**Problem details**: In the listing below, the lines starting at the line with "For the shot-chart build, locate every instance of the grassy" and ending at the line with "For the shot-chart build, locate every instance of the coat" are to be output verbatim. Images stay out of the copy.

(Beginning of Data shown)

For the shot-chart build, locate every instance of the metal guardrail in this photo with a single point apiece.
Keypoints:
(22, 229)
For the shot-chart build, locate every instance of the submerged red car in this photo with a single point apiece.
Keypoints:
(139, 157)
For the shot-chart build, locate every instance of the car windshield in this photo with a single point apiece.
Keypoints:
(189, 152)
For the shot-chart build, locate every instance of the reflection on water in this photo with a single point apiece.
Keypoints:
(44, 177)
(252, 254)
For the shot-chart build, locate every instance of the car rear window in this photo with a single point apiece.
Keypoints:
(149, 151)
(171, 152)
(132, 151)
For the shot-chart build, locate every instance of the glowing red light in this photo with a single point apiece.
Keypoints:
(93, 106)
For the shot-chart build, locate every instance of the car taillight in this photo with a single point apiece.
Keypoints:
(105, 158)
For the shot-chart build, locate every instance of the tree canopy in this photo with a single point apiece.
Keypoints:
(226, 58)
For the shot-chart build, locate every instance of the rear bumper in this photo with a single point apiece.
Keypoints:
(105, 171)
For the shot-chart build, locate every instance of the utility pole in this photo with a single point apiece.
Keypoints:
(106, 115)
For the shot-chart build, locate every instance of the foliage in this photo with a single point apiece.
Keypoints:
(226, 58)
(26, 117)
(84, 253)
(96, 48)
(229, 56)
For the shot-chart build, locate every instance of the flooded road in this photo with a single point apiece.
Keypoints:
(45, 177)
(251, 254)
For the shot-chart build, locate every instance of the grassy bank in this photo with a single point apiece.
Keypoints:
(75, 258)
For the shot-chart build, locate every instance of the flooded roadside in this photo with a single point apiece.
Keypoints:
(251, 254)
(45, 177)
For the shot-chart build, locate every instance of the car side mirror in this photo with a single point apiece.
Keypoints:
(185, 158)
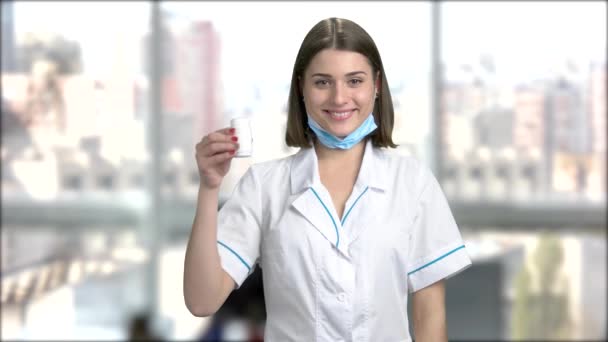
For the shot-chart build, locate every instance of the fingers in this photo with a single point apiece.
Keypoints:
(218, 142)
(222, 135)
(220, 157)
(213, 148)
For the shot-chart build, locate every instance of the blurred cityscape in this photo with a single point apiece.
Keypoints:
(76, 161)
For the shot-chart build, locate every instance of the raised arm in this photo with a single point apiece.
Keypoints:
(206, 284)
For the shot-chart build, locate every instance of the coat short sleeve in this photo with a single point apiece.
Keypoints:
(239, 229)
(437, 250)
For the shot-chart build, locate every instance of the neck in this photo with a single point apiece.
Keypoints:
(337, 156)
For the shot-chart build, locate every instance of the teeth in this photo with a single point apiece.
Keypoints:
(340, 115)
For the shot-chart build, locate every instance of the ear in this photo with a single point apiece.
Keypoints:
(300, 86)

(End of Data shown)

**Task response**:
For the shot-chart build, locate every instance of the grassy bank in this photo with a single point apiece.
Keypoints:
(75, 258)
For the shot-chart build, locate every instance of the flooded roadside in this photo with a single point apiece.
Keypoints:
(251, 254)
(45, 177)
For the shot-chart build, locate every instance of the car side mirror in this photo with a single point apiece.
Keypoints:
(185, 158)
For the shot-chart build, locate every instance of the fingers in this photo with a single point apiece.
Keypoints:
(218, 142)
(222, 135)
(220, 157)
(213, 148)
For the shot-chart build, locate every instance of the blurred cityscape in this photo with a single point apiece.
Keypoints:
(76, 161)
For the shot-chart build, locate every instance of the raised arm in this photo with a single point apiece.
Keypoints:
(206, 284)
For the shot-chart build, locate every instance of the coat short sleeve in this photo with a single point apiece.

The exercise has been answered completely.